Die sozialen Probleme werden größer. Und die schlechte Sozialhilfe kann sie nicht lösen.

Die Krise zeigt wie wichtig jetzt eine gute Mindestsicherung wäre, statt einer schlechten Sozialhilfe, die Menschen in Notsituationen nicht auffängt.

(17.12.2020) Die Abschaffung der Mindestsicherung und das verabschiedete neue „Sozialhilfe-Grundsatzgesetz“ ist ein Rückschritt in der Armutsbekämpfung in Österreich. Das Gesetz verschärft bestehende Armutslagen, degradiert Betroffene erneut zu „Bittstellern“ und eröffnet neue Hürden und Unsicherheiten, mit denen Menschen in schwierigen Lebenssituationen konfrontiert werden.

Uneinheitlich und zerstückelt

Zudem wird es eine so uneinheitliche und zerstückelte Sozialhilfe geben wie noch nie, also das genaue Gegenteil von „bundeseinheitlich“.

#### [Gezeigte Einträge]
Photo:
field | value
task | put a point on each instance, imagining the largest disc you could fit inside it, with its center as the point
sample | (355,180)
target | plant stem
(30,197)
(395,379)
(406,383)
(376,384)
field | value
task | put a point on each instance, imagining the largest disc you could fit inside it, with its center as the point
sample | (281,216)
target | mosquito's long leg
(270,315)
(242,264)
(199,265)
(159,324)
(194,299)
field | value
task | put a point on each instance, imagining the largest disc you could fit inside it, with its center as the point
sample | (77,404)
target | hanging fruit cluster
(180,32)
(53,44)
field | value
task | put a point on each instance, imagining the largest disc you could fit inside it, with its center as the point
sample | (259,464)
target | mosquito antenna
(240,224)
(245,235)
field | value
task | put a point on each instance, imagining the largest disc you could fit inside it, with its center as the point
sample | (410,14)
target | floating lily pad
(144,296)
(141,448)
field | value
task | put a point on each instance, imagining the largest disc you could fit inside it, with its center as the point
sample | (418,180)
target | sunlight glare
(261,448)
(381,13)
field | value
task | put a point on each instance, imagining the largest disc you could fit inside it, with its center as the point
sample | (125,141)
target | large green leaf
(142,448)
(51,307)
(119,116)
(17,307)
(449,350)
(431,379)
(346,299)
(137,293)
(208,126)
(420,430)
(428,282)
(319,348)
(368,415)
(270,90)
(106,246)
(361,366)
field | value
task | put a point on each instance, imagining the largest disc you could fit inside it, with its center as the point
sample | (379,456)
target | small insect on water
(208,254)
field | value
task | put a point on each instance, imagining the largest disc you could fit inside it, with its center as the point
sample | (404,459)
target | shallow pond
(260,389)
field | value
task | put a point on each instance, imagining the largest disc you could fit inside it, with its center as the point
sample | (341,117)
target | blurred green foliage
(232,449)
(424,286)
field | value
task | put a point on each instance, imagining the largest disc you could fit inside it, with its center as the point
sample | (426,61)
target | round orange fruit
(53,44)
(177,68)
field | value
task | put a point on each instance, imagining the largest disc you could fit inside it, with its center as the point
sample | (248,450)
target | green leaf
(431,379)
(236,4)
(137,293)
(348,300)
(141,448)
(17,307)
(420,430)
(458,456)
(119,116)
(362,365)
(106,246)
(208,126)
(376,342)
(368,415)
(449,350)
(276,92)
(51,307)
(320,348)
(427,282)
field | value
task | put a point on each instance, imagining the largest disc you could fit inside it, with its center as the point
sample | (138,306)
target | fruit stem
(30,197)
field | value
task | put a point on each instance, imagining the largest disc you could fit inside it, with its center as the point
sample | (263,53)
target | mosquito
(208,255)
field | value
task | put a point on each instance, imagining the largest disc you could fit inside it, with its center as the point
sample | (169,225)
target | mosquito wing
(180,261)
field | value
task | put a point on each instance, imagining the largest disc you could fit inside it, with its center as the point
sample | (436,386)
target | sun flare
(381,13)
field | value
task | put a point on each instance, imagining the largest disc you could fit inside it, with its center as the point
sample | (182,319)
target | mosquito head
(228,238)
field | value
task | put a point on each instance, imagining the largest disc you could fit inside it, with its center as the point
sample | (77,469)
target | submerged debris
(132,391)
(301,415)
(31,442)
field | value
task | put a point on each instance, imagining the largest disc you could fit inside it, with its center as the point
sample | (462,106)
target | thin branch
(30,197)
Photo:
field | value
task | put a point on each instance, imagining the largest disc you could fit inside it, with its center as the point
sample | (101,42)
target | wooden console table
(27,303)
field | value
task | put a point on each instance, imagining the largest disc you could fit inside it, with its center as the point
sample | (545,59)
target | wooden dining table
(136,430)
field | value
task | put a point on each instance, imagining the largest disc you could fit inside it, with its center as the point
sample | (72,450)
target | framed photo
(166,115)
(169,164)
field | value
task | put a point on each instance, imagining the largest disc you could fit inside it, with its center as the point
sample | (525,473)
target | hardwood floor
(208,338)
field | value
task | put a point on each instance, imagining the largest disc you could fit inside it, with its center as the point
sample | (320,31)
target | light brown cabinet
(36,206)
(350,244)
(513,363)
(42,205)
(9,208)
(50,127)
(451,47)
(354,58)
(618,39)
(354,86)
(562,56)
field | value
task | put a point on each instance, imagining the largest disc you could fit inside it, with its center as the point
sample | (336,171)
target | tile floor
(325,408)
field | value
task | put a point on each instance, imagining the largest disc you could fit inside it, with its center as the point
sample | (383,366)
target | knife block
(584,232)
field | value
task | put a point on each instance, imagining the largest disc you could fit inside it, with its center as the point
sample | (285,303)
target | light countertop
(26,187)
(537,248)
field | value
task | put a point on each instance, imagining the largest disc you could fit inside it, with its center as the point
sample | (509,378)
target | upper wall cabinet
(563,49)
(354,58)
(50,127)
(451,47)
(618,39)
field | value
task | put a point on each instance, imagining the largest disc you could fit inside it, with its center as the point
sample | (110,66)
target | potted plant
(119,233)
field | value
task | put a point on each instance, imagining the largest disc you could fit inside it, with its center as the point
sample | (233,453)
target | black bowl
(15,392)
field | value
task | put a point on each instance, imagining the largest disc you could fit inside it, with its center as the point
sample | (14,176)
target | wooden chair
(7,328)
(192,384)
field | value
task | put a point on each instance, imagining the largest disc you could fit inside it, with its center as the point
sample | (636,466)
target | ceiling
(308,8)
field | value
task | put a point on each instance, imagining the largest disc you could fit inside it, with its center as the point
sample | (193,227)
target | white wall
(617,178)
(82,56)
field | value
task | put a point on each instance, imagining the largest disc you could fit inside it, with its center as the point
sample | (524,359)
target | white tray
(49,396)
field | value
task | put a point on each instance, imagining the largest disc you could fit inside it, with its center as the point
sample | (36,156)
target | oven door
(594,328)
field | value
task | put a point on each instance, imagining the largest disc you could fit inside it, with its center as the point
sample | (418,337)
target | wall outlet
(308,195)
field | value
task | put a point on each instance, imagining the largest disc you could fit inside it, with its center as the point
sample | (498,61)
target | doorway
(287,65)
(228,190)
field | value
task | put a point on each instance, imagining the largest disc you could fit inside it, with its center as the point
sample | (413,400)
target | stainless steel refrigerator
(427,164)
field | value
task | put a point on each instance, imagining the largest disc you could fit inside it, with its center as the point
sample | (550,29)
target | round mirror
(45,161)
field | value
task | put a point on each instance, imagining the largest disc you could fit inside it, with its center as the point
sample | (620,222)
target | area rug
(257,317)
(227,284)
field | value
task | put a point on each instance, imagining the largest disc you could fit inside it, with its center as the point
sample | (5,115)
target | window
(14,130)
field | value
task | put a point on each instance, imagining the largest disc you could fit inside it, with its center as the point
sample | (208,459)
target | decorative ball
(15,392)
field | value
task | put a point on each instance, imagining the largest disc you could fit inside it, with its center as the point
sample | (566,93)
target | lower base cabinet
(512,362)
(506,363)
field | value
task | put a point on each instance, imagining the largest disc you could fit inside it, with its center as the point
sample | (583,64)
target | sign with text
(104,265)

#### [Aufgaben]
[1] Schreib aus dem Text über die Sozialhilfe oben den Teil ab, der mit „(17.12.2020) Die Abschaffung“ anfängt und bis „Lebenssituationen konfrontiert werden.“ geht.
[2] Such aus den Einträgen oben jede Zeile heraus, in der das Wort „green“ vorkommt, und schreib sie ab.

#### [Ergebnisse je Aufgabe]
[1]
(17.12.2020) Die Abschaffung der Mindestsicherung und das verabschiedete neue „Sozialhilfe-Grundsatzgesetz“ ist ein Rückschritt in der Armutsbekämpfung in Österreich. Das Gesetz verschärft bestehende Armutslagen, degradiert Betroffene erneut zu „Bittstellern“ und eröffnet neue Hürden und Unsicherheiten, mit denen Menschen in schwierigen Lebenssituationen konfrontiert werden.

[2]
target | large green leaf
target | blurred green foliage
target | green leaf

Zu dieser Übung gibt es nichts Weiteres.